→ **EXERCISE PROMPT**:
Copy the lines below word for word, omitting the pictures.

********************

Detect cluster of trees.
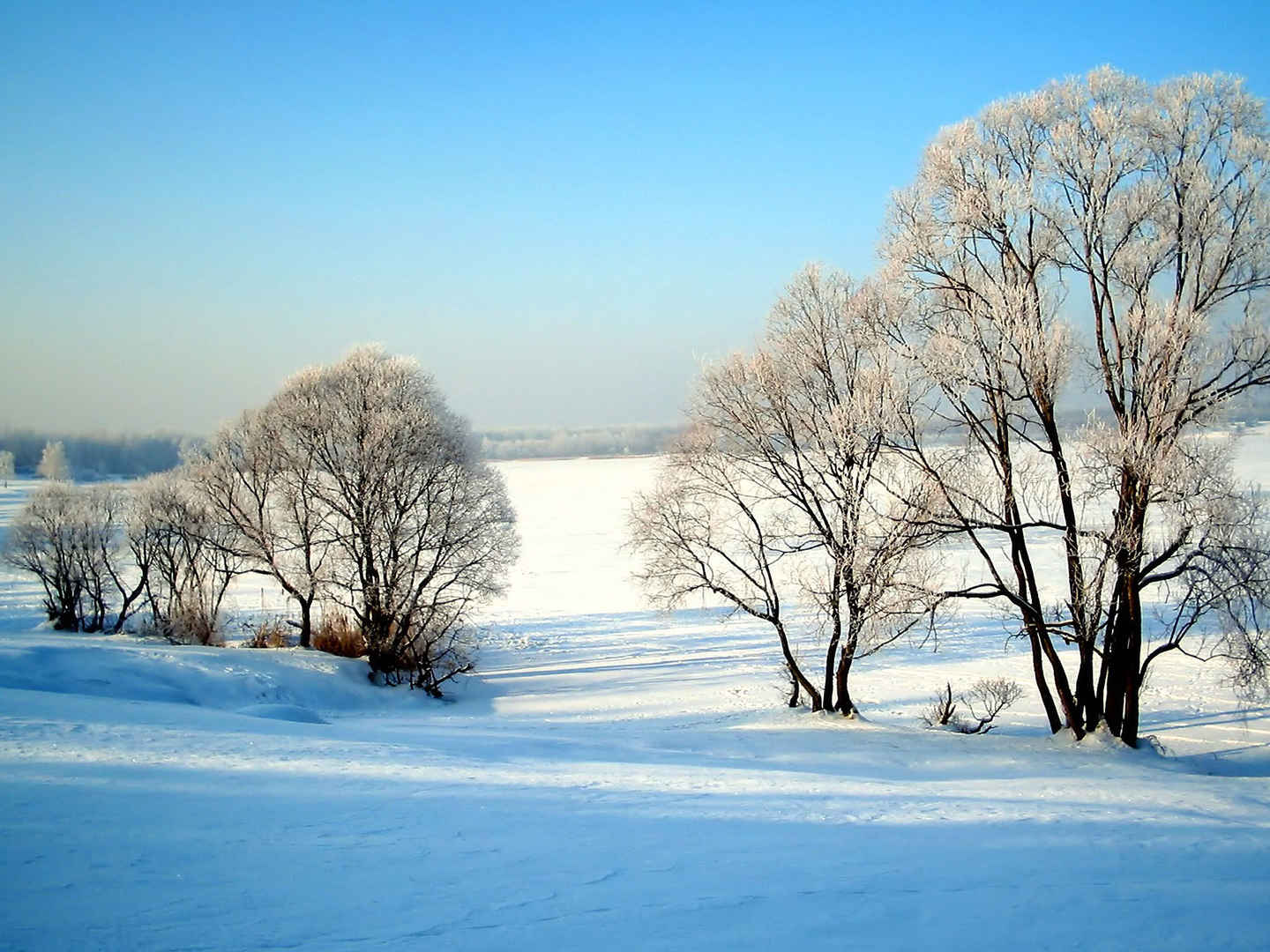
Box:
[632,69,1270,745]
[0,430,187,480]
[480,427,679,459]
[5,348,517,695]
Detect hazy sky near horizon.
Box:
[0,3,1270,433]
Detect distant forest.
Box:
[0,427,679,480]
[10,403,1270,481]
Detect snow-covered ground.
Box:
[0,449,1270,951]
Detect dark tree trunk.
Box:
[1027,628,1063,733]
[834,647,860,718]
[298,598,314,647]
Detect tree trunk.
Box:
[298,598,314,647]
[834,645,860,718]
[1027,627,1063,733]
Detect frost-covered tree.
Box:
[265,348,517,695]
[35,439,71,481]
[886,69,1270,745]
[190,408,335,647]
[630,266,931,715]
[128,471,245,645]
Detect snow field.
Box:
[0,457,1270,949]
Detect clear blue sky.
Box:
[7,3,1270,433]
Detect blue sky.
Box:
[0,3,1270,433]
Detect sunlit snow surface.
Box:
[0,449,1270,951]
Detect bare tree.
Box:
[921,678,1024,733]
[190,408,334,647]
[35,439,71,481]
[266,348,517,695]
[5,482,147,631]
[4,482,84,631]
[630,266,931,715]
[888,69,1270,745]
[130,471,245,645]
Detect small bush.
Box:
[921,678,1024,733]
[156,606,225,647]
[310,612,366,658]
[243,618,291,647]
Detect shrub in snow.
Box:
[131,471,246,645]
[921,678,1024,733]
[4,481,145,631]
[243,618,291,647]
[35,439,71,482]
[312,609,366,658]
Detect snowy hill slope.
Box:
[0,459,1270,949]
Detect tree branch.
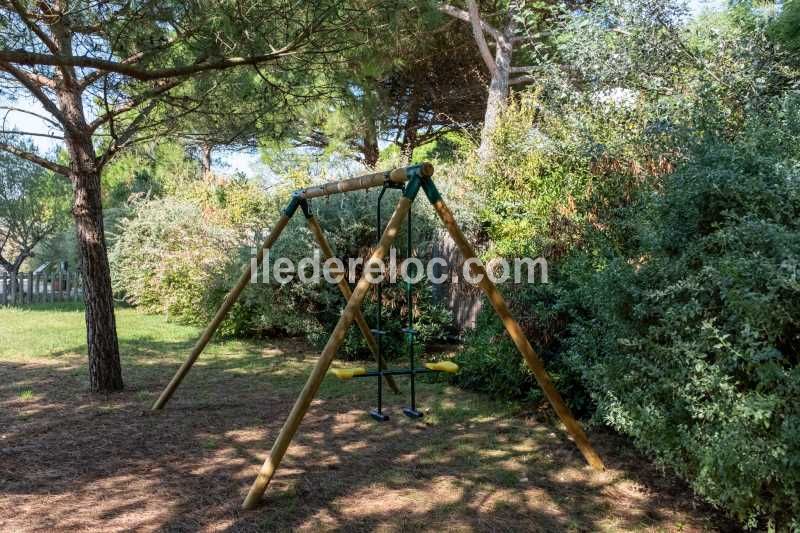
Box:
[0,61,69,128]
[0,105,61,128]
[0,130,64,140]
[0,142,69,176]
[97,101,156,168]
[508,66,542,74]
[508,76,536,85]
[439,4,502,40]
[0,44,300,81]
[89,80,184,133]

********************

→ **FINAL ANSWER**:
Detect cluster of trees.
Box:
[632,69,1270,745]
[0,430,187,480]
[480,427,679,459]
[5,348,517,695]
Detect hazy sky near horizon.
Box:
[0,3,1270,433]
Detect distant forest.
Box:
[0,427,679,480]
[10,403,1270,481]
Detect snow-covered ground.
Box:
[0,449,1270,951]
Detect dark tree trunk.
Box:
[1027,628,1063,733]
[834,647,860,718]
[298,598,314,647]
Detect tree trunk.
Box:
[298,598,314,647]
[834,645,860,718]
[1027,627,1063,733]
Detect frost-covered tree.
Box:
[265,348,517,695]
[35,439,71,481]
[886,69,1270,745]
[190,408,335,647]
[630,266,931,715]
[128,471,245,645]
Detect snow field.
Box:
[0,457,1270,949]
Detect clear blue sky.
Box:
[7,3,1270,433]
Detect blue sky.
Box:
[0,3,1270,433]
Detect sunlit snow surface.
Box:
[0,449,1270,951]
Detect bare tree.
Box:
[921,678,1024,733]
[190,408,334,647]
[35,439,71,481]
[266,348,517,695]
[5,482,147,631]
[4,482,84,631]
[630,266,931,715]
[888,69,1270,745]
[130,471,245,645]
Detect small bush.
Box:
[921,678,1024,733]
[156,606,225,647]
[310,612,366,658]
[243,618,291,647]
Detect shrub in snow.
Box:
[131,471,246,645]
[921,678,1024,733]
[4,481,145,631]
[243,618,291,647]
[35,439,71,482]
[312,609,366,658]
Detect snowy hill slope.
Box:
[0,459,1270,949]
Detect tree branch.
Box:
[0,61,69,128]
[0,105,61,128]
[0,130,64,140]
[0,142,69,176]
[97,101,156,168]
[508,66,542,74]
[508,76,536,85]
[439,4,502,40]
[0,44,300,81]
[89,80,184,133]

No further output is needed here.